Document segment:
^^^^

Figure it out: Even a 1% fee on a few trillion dollars adds up. Of course, not
every investor who put money in hedge funds ten years ago lagged S&P
returns. But I believe my calculation of the aggregate shortfall is
conservative
·
Much
of the financial damage befell pension funds for public employees. Many of
these funds are woefully underfunded, in part because they have suffered a
double whammy: poor investment performance accompanied by huge fees. The
resulting shortfalls in their assets will for decades have to be made up by
local taxpayers.
·
Human
behavior won’t change. Wealthy individuals, pension funds, endowments and the
like will continue to feel they deserve something “extra” in investment advice.
Those advisors who cleverly play to this expectation will get very rich. This
year the magic potion may be hedge funds, next year something else. The likely
result from this parade of promises is predicted in an adage: “When a person
with money meets a person with experience, the one with experience ends up with
the money and the one with money leaves with experience.”

^^^^

Assignment 1: Reproduce the passage on hedge fund fees word for word between "Figure it out: Even" and "local taxpayers.", inclusive.
Assignment 2: In the passage on hedge fund fees, who will have to make up the shortfalls in the assets of public employee pension funds?
Assignment 3: Extend the passage on hedge fund fees, starting after its last sentence.
The data is material separate from the passage on hedge fund fees.

Dataset section:
^^^^

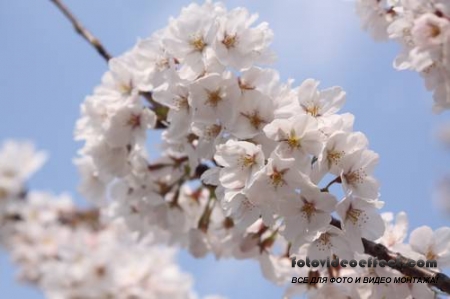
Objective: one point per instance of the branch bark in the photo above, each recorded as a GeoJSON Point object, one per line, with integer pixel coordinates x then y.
{"type": "Point", "coordinates": [383, 253]}
{"type": "Point", "coordinates": [79, 28]}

^^^^

Response area 1:
Figure it out: Even a 1% fee on a few trillion dollars adds up. Of course, not
every investor who put money in hedge funds ten years ago lagged S&P
returns. But I believe my calculation of the aggregate shortfall is
conservative
·
Much
of the financial damage befell pension funds for public employees. Many of
these funds are woefully underfunded, in part because they have suffered a
double whammy: poor investment performance accompanied by huge fees. The
resulting shortfalls in their assets will for decades have to be made up by
local taxpayers.

Response area 2: Local taxpayers will have to make them up, for decades.

Response area 3:
·
Long
ago, a brother-in-law of mine, Homer Rogers, was a commission agent working in
the Omaha stockyards. I asked him how he induced a farmer or rancher to hire
him to handle the sale of their hogs or cattle to the buyers from the big four
packers (Swift, Cudahy, Wilson and Armour). After all, hogs were hogs and the
buyers were experts who knew to the penny how much any animal was worth. How
then, I asked Homer, could any sales agent get a better result than any other?
Homer gave me a pitying look and said: “Warren, it’s not how you sell ‘em, it’s
how you tell ‘em.” What worked in the stockyards continues to work in Wall
Street.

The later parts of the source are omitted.